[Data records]
/---
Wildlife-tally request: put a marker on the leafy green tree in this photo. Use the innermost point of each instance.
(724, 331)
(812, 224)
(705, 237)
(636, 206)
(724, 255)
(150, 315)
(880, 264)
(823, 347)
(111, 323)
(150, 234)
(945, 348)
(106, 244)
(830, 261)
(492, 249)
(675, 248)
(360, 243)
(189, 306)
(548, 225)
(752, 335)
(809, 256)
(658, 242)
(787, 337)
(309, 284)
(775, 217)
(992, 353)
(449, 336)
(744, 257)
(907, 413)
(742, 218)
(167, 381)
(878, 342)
\---
Reproduce the records above line for line, without changing anything.

Wildlife-tally request: put a marker on the leafy green tree in this photo. Use the innermost point of each instance.
(724, 331)
(812, 224)
(705, 237)
(636, 206)
(724, 255)
(150, 315)
(880, 264)
(823, 347)
(111, 323)
(150, 234)
(945, 348)
(106, 244)
(830, 261)
(492, 249)
(675, 248)
(360, 243)
(189, 306)
(548, 225)
(752, 335)
(809, 256)
(658, 242)
(787, 337)
(309, 284)
(775, 217)
(992, 353)
(449, 336)
(744, 257)
(907, 413)
(742, 218)
(167, 381)
(878, 342)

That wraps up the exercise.